(Extracted Records)
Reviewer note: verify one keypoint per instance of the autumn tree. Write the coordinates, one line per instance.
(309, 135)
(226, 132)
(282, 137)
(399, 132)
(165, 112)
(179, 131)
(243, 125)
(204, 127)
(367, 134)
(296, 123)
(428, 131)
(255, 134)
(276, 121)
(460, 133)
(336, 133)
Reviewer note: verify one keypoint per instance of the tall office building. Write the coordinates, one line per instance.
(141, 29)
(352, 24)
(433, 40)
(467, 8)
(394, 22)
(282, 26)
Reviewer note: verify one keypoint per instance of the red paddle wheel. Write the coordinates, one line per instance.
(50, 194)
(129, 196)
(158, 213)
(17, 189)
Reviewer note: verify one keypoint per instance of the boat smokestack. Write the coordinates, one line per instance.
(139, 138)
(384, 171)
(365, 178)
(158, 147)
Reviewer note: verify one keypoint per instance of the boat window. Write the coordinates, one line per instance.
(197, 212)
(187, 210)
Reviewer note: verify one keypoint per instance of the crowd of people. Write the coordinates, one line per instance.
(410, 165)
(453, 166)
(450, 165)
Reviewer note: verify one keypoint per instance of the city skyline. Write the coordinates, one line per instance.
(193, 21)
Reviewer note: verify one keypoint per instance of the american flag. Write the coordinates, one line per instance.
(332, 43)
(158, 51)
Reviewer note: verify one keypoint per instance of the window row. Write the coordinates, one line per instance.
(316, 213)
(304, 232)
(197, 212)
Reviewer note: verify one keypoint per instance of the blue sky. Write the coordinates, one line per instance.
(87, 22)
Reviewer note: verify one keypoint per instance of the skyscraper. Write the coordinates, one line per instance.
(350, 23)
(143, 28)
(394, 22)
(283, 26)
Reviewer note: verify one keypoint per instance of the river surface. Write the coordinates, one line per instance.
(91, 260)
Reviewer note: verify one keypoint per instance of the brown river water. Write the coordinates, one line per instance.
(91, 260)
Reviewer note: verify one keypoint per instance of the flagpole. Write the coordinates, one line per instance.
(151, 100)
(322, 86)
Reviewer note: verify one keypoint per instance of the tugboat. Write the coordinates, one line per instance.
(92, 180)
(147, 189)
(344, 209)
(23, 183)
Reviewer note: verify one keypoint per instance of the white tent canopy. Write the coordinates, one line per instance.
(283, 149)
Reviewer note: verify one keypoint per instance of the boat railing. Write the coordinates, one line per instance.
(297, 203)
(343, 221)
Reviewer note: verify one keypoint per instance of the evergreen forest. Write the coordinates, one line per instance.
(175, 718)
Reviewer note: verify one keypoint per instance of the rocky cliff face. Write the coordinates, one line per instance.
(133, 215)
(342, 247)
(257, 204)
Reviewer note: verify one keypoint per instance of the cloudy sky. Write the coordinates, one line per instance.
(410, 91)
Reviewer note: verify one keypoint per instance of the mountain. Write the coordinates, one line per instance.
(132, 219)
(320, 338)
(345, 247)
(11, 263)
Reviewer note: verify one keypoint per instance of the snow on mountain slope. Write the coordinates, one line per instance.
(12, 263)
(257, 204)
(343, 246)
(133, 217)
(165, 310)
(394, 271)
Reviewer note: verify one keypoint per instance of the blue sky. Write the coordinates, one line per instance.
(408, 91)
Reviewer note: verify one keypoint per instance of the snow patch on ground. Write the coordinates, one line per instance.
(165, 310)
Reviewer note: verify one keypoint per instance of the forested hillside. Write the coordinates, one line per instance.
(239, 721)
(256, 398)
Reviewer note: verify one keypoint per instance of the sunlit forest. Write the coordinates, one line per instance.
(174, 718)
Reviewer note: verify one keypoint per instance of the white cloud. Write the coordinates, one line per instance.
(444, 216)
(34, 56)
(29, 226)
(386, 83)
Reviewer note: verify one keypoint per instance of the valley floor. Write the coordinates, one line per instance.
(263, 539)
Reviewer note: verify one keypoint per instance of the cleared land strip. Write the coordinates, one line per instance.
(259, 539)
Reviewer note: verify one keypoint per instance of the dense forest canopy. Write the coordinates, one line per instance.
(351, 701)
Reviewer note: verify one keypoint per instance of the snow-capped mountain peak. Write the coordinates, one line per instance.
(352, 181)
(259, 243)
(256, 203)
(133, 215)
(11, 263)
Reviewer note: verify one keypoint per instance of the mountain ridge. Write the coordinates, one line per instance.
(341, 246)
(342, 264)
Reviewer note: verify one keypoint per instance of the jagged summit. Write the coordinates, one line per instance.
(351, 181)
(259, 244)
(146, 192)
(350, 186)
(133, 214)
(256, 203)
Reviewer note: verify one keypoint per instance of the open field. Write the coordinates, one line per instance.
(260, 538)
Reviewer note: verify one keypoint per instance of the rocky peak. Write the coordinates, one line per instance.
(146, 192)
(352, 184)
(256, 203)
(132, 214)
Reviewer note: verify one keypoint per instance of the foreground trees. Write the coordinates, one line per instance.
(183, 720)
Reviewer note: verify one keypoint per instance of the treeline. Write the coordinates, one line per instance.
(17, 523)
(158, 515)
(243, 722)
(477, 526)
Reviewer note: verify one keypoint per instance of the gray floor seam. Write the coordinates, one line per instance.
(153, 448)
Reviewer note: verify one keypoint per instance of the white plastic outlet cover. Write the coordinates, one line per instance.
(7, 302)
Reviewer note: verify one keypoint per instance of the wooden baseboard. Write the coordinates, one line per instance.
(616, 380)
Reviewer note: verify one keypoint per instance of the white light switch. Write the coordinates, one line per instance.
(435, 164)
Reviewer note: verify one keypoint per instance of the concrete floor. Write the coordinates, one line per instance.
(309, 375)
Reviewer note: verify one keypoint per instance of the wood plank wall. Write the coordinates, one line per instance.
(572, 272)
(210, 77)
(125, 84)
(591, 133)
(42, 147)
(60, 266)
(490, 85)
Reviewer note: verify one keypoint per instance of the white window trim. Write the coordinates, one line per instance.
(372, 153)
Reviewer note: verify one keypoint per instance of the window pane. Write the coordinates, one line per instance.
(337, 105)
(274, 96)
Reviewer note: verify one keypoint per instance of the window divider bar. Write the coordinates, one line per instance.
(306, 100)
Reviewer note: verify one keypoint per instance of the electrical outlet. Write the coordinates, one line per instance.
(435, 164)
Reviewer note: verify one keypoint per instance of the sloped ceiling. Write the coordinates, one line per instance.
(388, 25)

**Stated problem**:
Retype every one of the extracted records above, line for line, without changing any character.

**Written answer**:
Reviewer note: verify one keypoint per instance of the autumn tree. Write the coordinates, one line per instance.
(309, 135)
(226, 132)
(282, 137)
(399, 132)
(165, 112)
(179, 131)
(243, 125)
(204, 127)
(367, 134)
(296, 123)
(428, 131)
(255, 134)
(276, 121)
(460, 133)
(336, 133)
Reviewer note: verify one keypoint per instance of the tall office building. Write the coordinates, one line per instance.
(141, 29)
(352, 24)
(433, 40)
(467, 8)
(394, 22)
(282, 26)
Reviewer note: verify one keypoint per instance of the red paddle wheel. Write the coordinates, one line per instance.
(50, 194)
(129, 196)
(158, 213)
(17, 189)
Reviewer note: verify one keypoint per instance of the boat smokestack. Write the coordinates, one line per instance.
(139, 138)
(384, 171)
(365, 178)
(158, 147)
Reviewer note: verify one keypoint per instance of the boat window. Write the coordinates, one line per instance.
(197, 212)
(187, 210)
Reviewer note: verify one keypoint per instance of the crowd of people. Write the coordinates, one line per instance.
(410, 165)
(453, 166)
(450, 165)
Reviewer note: verify one keypoint per instance of the city skyline. Write the coordinates, one line per instance.
(193, 21)
Reviewer note: verify one keypoint per instance of the american flag. Write the coordinates, one line per instance.
(332, 43)
(158, 51)
Reviewer note: verify one keypoint per instance of the window row. Write the coordinates, one line per instance.
(316, 213)
(304, 232)
(197, 212)
Reviewer note: verify one keypoint per instance of the blue sky. Write the coordinates, one line per instance.
(87, 22)
Reviewer note: verify one keypoint per instance of the skyscraper. Write the coordinates, one line per instance.
(350, 23)
(143, 28)
(394, 22)
(283, 26)
Reviewer note: verify one keypoint per instance of the river surface. Write the coordinates, one line per instance.
(91, 260)
Reviewer note: verify one keypoint per instance of the brown river water. Write the coordinates, one line per instance.
(91, 260)
Reviewer note: verify one keypoint per instance of the flagpole. Write the coordinates, one line per instance.
(151, 100)
(322, 86)
Reviewer note: verify one keypoint per instance of the tugboat. Write the coordinates, one line per instance.
(92, 180)
(147, 189)
(344, 209)
(23, 183)
Reviewer note: verify one keypoint per instance of the white tent canopy. Write the coordinates, one line per instance.
(283, 149)
Reviewer note: verify one keypoint per instance of the boat railing. Write the coordinates, one line per instance.
(297, 203)
(343, 221)
Reviewer note: verify one keypoint per instance of the evergreen forest. Write the coordinates, one line per instance.
(175, 718)
Reviewer note: verify one keypoint per instance of the rocky cliff face. Write the coordinates, one line per instance.
(133, 215)
(342, 247)
(257, 204)
Reviewer note: verify one keypoint per instance of the cloudy sky. Write the coordinates, one line per instance.
(410, 91)
Reviewer note: verify one keypoint per instance of the mountain. Write the coordinates, one line per instance.
(132, 219)
(320, 338)
(345, 247)
(11, 263)
Reviewer note: verify one keypoint per instance of the snow on mountain slope. Write the coordinates, one line per instance.
(12, 263)
(257, 204)
(343, 246)
(133, 217)
(165, 310)
(394, 271)
Reviewer note: verify one keypoint per instance of the blue sky. Write the coordinates, one line per instance.
(408, 91)
Reviewer note: verify one keypoint per instance of the snow patch on ground. Write the coordinates, one line per instance.
(165, 310)
Reviewer note: verify one keypoint per instance of the forested hillside. Write the coordinates, one line per instance.
(239, 721)
(256, 398)
Reviewer note: verify one keypoint per instance of the sunlit forest. Write the coordinates, one line per instance.
(174, 718)
Reviewer note: verify one keypoint per instance of the white cloud. Write the coordinates, one line per instance.
(444, 216)
(34, 56)
(29, 226)
(386, 83)
Reviewer note: verify one keypoint per instance of the valley floor. Write the coordinates, one line per instance.
(263, 539)
Reviewer note: verify one keypoint per instance of the cleared land strip. Write the coordinates, one line per instance.
(259, 539)
Reviewer note: verify one keypoint per instance of the dense forest canopy. Write the coordinates, one line per instance.
(351, 701)
Reviewer note: verify one keypoint per instance of the snow-capped mountain peak. Write the coordinates, one line per instance.
(352, 181)
(259, 243)
(256, 203)
(133, 215)
(11, 263)
Reviewer note: verify one keypoint per instance of the mountain ridge. Write the coordinates, one line per instance.
(341, 246)
(342, 264)
Reviewer note: verify one keypoint per instance of the jagged summit. Write the coordinates, one line per instance.
(351, 181)
(259, 244)
(146, 192)
(350, 186)
(133, 214)
(256, 203)
Reviewer note: verify one keypoint per instance of the open field. Write the coordinates, one line per instance.
(260, 538)
Reviewer note: verify one keypoint per instance of the rocky peak. Write the coordinates, one line per instance.
(146, 192)
(352, 184)
(256, 203)
(132, 214)
Reviewer note: verify one keypoint per instance of the foreground trees. Write the coordinates, one line per instance.
(183, 720)
Reviewer note: verify one keypoint per instance of the treeline. Write the coordinates, one line per instance.
(17, 523)
(158, 515)
(243, 722)
(477, 526)
Reviewer note: verify one keypoint per instance of the gray floor seam. Write the coordinates, one line per instance.
(153, 448)
Reviewer note: verify one keypoint per instance of the white plastic outlet cover. Write the coordinates, one line per instance.
(7, 302)
Reviewer note: verify one keypoint per instance of the wooden baseboard. Write the coordinates, one line per instance.
(616, 380)
Reviewer note: verify one keypoint per instance of the white light switch. Write the coordinates, one line per instance.
(435, 164)
Reviewer note: verify one keypoint per instance of the concrete floor. Write the coordinates, one line per instance.
(309, 375)
Reviewer note: verify one keypoint per instance of the wood plank wall. Write the coordinates, one line per instance.
(572, 272)
(210, 77)
(125, 84)
(591, 133)
(42, 147)
(60, 266)
(490, 85)
Reviewer note: verify one keypoint per instance of the white window trim. Write the coordinates, one line per instance.
(372, 153)
Reviewer note: verify one keypoint per instance of the window pane. Write the coordinates, one line per instance.
(337, 105)
(274, 96)
Reviewer note: verify one keypoint per instance of the window divider bar. Write the coordinates, one line per instance.
(306, 100)
Reviewer note: verify one keypoint per instance of the electrical outlet. Write the coordinates, one line per instance.
(435, 164)
Reviewer note: verify one keypoint per instance of the sloped ceiling. Write the coordinates, one line per instance.
(388, 25)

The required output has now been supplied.